(JOB): Give the data a second time, exactly and in full.

(RECORDS FOR THIS TASK):
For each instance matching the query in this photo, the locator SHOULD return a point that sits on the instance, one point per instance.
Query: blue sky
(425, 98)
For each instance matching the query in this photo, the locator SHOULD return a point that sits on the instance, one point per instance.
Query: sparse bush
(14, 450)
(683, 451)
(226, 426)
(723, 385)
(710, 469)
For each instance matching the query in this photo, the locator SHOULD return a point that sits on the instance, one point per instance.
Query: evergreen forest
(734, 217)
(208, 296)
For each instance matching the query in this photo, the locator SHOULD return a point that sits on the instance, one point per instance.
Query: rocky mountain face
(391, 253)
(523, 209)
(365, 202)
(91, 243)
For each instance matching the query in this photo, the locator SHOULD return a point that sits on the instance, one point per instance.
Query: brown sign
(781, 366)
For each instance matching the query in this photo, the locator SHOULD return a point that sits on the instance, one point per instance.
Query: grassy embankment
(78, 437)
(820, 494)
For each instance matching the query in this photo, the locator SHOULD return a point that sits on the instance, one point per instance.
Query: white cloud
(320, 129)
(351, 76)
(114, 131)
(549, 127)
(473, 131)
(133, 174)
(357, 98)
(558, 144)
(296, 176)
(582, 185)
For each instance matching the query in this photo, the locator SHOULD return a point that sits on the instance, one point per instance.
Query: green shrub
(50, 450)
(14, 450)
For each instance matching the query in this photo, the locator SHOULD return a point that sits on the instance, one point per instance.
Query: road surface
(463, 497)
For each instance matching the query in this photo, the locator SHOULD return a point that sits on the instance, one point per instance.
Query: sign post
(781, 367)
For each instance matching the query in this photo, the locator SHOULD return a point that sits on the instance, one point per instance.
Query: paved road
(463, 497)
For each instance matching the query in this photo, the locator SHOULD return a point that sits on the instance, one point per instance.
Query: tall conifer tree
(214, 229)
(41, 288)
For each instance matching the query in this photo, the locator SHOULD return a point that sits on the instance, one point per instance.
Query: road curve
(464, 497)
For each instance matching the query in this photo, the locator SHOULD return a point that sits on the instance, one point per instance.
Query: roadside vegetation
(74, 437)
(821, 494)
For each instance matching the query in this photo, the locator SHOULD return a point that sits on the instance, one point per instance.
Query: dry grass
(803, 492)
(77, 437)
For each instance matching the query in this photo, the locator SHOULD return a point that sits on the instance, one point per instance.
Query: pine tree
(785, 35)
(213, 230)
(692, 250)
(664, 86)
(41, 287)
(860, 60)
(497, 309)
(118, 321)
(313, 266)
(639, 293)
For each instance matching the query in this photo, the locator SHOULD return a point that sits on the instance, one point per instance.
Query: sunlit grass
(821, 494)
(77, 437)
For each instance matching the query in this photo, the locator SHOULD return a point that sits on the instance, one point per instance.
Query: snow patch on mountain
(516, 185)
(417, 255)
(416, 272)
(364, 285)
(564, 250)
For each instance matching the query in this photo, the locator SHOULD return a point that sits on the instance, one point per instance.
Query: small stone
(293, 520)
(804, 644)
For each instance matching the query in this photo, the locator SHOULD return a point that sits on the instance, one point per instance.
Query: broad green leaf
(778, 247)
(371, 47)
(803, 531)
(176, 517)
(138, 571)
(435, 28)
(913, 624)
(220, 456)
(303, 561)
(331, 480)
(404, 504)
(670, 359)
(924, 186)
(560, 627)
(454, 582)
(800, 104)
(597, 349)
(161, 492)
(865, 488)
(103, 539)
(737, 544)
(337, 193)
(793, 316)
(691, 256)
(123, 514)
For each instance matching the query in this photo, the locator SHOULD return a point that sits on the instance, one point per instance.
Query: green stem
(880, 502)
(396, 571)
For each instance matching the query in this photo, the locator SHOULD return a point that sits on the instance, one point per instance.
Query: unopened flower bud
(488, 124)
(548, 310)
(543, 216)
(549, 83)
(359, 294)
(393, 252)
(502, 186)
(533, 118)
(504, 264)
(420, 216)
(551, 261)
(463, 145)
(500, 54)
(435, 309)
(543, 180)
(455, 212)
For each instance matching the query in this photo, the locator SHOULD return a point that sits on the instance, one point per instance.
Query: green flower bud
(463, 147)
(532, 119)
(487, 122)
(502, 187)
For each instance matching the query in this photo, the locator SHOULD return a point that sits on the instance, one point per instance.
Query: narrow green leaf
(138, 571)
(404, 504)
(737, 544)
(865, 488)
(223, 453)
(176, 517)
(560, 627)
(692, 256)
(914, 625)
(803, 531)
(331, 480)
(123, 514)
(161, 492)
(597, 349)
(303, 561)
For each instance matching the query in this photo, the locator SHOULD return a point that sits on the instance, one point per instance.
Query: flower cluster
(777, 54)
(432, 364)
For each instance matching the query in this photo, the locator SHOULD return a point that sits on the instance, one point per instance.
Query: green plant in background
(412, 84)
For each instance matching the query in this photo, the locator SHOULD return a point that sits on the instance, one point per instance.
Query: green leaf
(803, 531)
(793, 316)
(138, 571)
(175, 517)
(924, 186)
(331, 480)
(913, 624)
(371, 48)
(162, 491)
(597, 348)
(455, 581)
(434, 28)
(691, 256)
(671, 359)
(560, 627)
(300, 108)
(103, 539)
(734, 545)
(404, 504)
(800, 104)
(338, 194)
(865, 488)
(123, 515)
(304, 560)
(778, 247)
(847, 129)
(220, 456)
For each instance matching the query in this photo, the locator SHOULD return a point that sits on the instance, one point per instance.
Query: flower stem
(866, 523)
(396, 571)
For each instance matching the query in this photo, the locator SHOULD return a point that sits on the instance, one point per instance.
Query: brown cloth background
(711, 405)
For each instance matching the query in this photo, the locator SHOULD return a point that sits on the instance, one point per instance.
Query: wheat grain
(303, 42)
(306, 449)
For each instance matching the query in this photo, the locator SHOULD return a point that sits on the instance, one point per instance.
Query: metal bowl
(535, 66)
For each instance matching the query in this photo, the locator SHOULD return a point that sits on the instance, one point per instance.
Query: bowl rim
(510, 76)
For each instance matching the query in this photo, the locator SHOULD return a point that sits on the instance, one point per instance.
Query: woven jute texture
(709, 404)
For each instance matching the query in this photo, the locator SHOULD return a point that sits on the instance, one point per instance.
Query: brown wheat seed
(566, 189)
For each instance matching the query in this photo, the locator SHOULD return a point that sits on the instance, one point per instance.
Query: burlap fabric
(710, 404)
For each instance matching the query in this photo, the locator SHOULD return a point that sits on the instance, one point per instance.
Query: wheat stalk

(TASK RESPONSE):
For each instance matching the query in this photo, the locator SHOULD return a point that sits on the instance, one point per instance.
Query: blue sky
(425, 98)
For each instance matching the query in this photo, the locator SHOULD return a point that sits on the instance, one point per instance.
Query: sparse bush
(14, 450)
(683, 451)
(226, 426)
(723, 385)
(710, 469)
For each instance matching the query in this photo, the locator SHOULD return a point that sits on the instance, one point per instance.
Query: evergreen forest
(734, 217)
(208, 296)
For each instance matching the query in this photo, the locator SHOULD return a point that sits on the instance, one point per instance.
Query: rocky mountain face
(391, 253)
(523, 209)
(365, 202)
(91, 243)
For each instance matching the query in this photo, the locator SHOULD return a point that sits on the instance, one point per instance.
Query: brown sign
(781, 366)
For each instance matching the query in this photo, the locator SHOULD return a point that sits on the instance, one point per instance.
Query: grassy embankment
(78, 437)
(820, 494)
For each instance matching the query in this photo, the locator SHOULD return a point that sits on the instance, one point per instance.
Query: white cloud
(320, 129)
(351, 76)
(114, 131)
(549, 127)
(473, 131)
(133, 174)
(357, 98)
(558, 144)
(296, 176)
(582, 185)
For each instance matching the query in this photo, the locator SHOULD return a point that sits on the instance, one point per instance.
Query: green shrub
(50, 450)
(14, 450)
For each instance matching the query in this photo, the locator SHOULD return a point that sits on the instance, one point per instance.
Query: road surface
(463, 497)
For each instance matching the query in this photo, the locator SHOULD return a point that sits on the instance, one point per instance.
Query: sign post
(781, 367)
For each instance matching the query in this photo, the locator SHOULD return a point that sits on the instance, one point per instance.
Query: paved road
(463, 497)
For each instance matching the query in this photo, the locator SHOULD return a point that sits on the instance, one point per instance.
Query: tall conifer tree
(214, 229)
(41, 288)
For each instance matching the query in this photo, the locator SHOULD return a point that sits on the instance, one point per instance.
Query: road curve
(464, 497)
For each instance matching the query in this photo, the locator SHOULD return a point that sits on the instance, one point per instance.
Query: roadside vegetation
(74, 437)
(821, 494)
For each instance matching the query in this photo, the locator SHOULD return a point that sits on the instance, one point per instance.
Query: dry grass
(803, 492)
(77, 437)
For each instance matching the query in this photo, the locator SHOULD return a point that sits on the instance, one point per instance.
Query: pine tree
(785, 35)
(213, 230)
(692, 250)
(664, 86)
(41, 287)
(860, 60)
(497, 309)
(118, 321)
(313, 266)
(639, 293)
For each instance matching the query in this photo, the locator SHOULD return a point that sits on the instance, one point per instance.
Query: sunlit grass
(821, 494)
(77, 437)
For each instance matching the query in this photo, the locator SHOULD return a point that sits on the instance, one point per instance.
Query: snow patch on mountain
(516, 185)
(417, 255)
(416, 272)
(364, 285)
(564, 250)
For each instance matching the query in this photo, the locator SHOULD return a point that sits on the instance, one point per instance.
Query: small stone
(293, 520)
(804, 644)
For each instance matching the query in this photo, the locator SHOULD return a point that sits on the instance, one point per instance.
Query: broad green leaf
(778, 247)
(371, 47)
(803, 531)
(176, 517)
(138, 571)
(435, 28)
(913, 624)
(220, 456)
(303, 561)
(331, 480)
(404, 504)
(670, 359)
(924, 186)
(560, 627)
(454, 582)
(800, 104)
(597, 349)
(161, 492)
(865, 488)
(103, 539)
(737, 544)
(337, 193)
(793, 316)
(691, 256)
(123, 514)
For each instance matching the query in this photo, the locator SHOULD return a point that sits on the instance, one point per instance.
Query: green stem
(880, 502)
(396, 571)
For each instance matching the query in this photo, the locator SHOULD return a point that sits on the instance, one point per instance.
Query: unopened flower bud
(488, 124)
(548, 310)
(543, 216)
(549, 83)
(359, 294)
(393, 252)
(502, 186)
(533, 118)
(504, 264)
(420, 216)
(551, 261)
(463, 145)
(500, 54)
(435, 309)
(543, 180)
(455, 212)
For each instance matching the query in this photo, the locator SHOULD return a point that sits on the instance, one point per instance.
Query: green flower bud
(463, 147)
(532, 119)
(487, 122)
(502, 187)
For each instance matching the query in this photo, the locator SHOULD return a point that sits on the instance, one point per instance.
Query: narrow green leaf
(138, 571)
(404, 504)
(737, 544)
(865, 488)
(223, 453)
(176, 517)
(560, 627)
(692, 256)
(914, 625)
(803, 531)
(331, 480)
(123, 514)
(161, 492)
(597, 349)
(303, 561)
For each instance matching the query in this photo, the locator SHOULD return a point that sits on the instance, one point per instance.
Query: flower cluster
(777, 54)
(432, 364)
For each instance matching the query in this photo, the locator SHOULD return a point that sits on the instance, one point per instance.
Query: green plant in background
(412, 84)
For each instance matching the query in this photo, the locator SHOULD return a point that sits on the instance, one point per instance.
Query: green leaf
(803, 531)
(793, 316)
(138, 571)
(175, 517)
(924, 186)
(331, 480)
(913, 624)
(371, 48)
(162, 491)
(597, 348)
(455, 581)
(434, 28)
(691, 256)
(671, 359)
(560, 627)
(300, 108)
(103, 539)
(734, 545)
(404, 504)
(800, 104)
(338, 194)
(865, 488)
(123, 515)
(304, 560)
(778, 247)
(847, 129)
(220, 456)
For each instance matching the query in this photo, the locator SHOULD return a point that sits on the instance, one point per instance.
Query: flower stem
(866, 523)
(396, 571)
For each instance matching the query in this photo, the locator SHOULD return a point that sits on the instance, one point per instance.
Query: brown cloth background
(711, 405)
For each instance matching the query in this photo, the locator SHOULD return a point that sits on the instance, one point per instance.
Query: wheat grain
(303, 42)
(306, 449)
For each instance matching the query in this photo, the locator SHOULD return a point that sits on the instance, one point per instance.
Query: metal bowl
(535, 66)
For each instance matching the query in this photo, the locator SHOULD return a point that sits on the instance, one point per instance.
Query: bowl rim
(510, 76)
For each instance matching the query in this photo, the locator SHOULD return a point that sits on the instance, one point per instance.
Query: woven jute texture
(709, 404)
For each instance matching the query in this photo, the locator SHOULD return a point that sits on the instance, one point per instance.
Query: brown wheat seed
(566, 189)
For each instance matching the query in this photo, the locator SHOULD return a point that sits on the instance, one point per instance.
Query: burlap fabric
(710, 404)
For each instance matching the query in this photo, the locator SHOULD return a point that sits on the instance, one point per instance.
Query: wheat stalk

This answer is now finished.